#### Work to complete
1: Using the article on Goldman Sachs and Baidu, state whether each of the following statements agrees with it. Answer yes or no, and quote the article's deciding words. (a) Goldman Sachs raised its 12-month target price for Baidu from $183 to $197. (b) Goldman Sachs names data as the bottleneck for large model development for Chinese internet companies. (c) The origins of the Wenxin large model go back to March 2019.
2: Resume the article on Goldman Sachs and Baidu at the point where it stops.

----- Excerpt to read

Riding high on the AI trend, Goldman Sachs maintains a bullish stance on Baidu and includes it in their strong buy list.
On July 16, Goldman Sachs, in its latest research report, reconfirmed its buy rating for Baidu and added it to their Regional Conviction Buy list. They adjusted the target price for the next 12 months from $183 to $197, and the Hong Kong stock target price from 179 Hong Kong dollars to 193 Hong Kong dollars.
Goldman Sachs analyst Lincoln Kong stated that Baidu, one of the most powerful companies in China's generative AI sector, would be a significant gateway to future AI applications. Kong predicts that only a few companies will dominate China's general-purpose large language model, becoming significant traffic portals, with internet giants in a favorable position.
These internet behemoths have emerged as pioneers of large language models, like Baidu's Wenxin Yuyan and Alibaba Cloud's Tongyi Qianwen. Their principal advantage lies in their ToC traffic sources, integrating large language models into their natural application scenarios, extending user scenarios to chatbots/personal assistants.
#Baidu's Moat in Model Development
Goldman Sachs believes that there is still room for the valuation of Baidu, a company they have continually held in high regard for its profitability potential, to grow:
"We anticipate Baidu's multi-year investment in AI will aid future revenue growth and expansion of profitability."
Goldman Sachs asserts that Baidu, a leader in China's AI field, has made several years' worth of investments in large language models (Baidu was the first company in China to launch a ToC chatbot, and the birth of the Wenxin large model can be traced back to March 2019). It is expected to benefit long-term from the development of generative AI, and its AI products are continually evolving, boasting a unique four-layer technology stack advantage.
The emergence of large models has shifted the entire technology stack architecture of the IT industry. Prior to the AI era, the IT technology stack was a three-tier architecture: the chip layer, the operating system layer, and the application layer. However, when the AI era dawned, the technology stack shifted to a four-tier architecture: the chip layer, the framework layer, the model layer, and the application layer.
Since 2010, Baidu has been fully committed to AI and is among a small number of global companies pursuing a full-stack AI layout.
Identifying data, algorithms, and computational power as the three pillars of AI development, Goldman Sachs believes that computational power is the bottleneck for large model development for Chinese internet companies. This bottleneck, however, has created opportunities for internet cloud operators to elevate their cloud market positioning, and Baidu, with its GPU inventory advantage, stands to gain.
Baidu's computational power, coupled with end-to-end optimization of the four-tier IT architecture, has built a formidable moat for its large model development.

----------
----- Recorded data

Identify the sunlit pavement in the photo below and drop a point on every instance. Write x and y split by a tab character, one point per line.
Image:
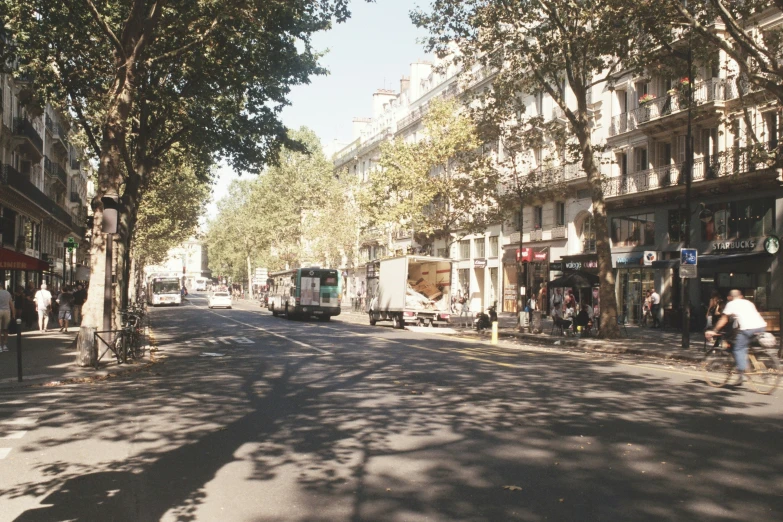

----------

#### Answers for each item
1:
(a) Yes: "They adjusted the target price for the next 12 months from $183 to $197"
(b) No: "Goldman Sachs believes that computational power is the bottleneck for large model development for Chinese internet companies"
(c) Yes: "the birth of the Wenxin large model can be traced back to March 2019"

2:
Goldman Sachs pointed out that, according to data from the China Academy of Information and Communications Technology, China's cloud computing market is projected to reach 380 billion yuan ($59 billion) in 2023. The market will "witness" the potential for Baidu's AI cloud services to monetize (through the provision of API tokens, basic model access, application tools, etc.), and in consumer usage scenarios, such as search, see the potential for monetization:
The company has begun exploring the possibility of embedding large models into different ads. Ad revenue is also expected to further benefit from the development of the intelligent cloud.
According to Baidu's Q1 2023 financial report, the intelligent cloud saw an 8% revenue increase, turning a profit for the first time in eight years, becoming one of the key drivers for Baidu's overall profit surge. Additionally, in March, with the launch of Wenxin Yuyan, Baidu's intelligent cloud sales leads increased by over 400% year-over-year, which is expected to translate into revenue growth for Baidu's intelligent cloud in the coming quarters.
Interestingly, Morgan Stanley also raised Baidu's rating to "overweight" and increased the target price by $30 to $190, suggesting that with the help of artificial intelligence, Baidu could see a 31% increase.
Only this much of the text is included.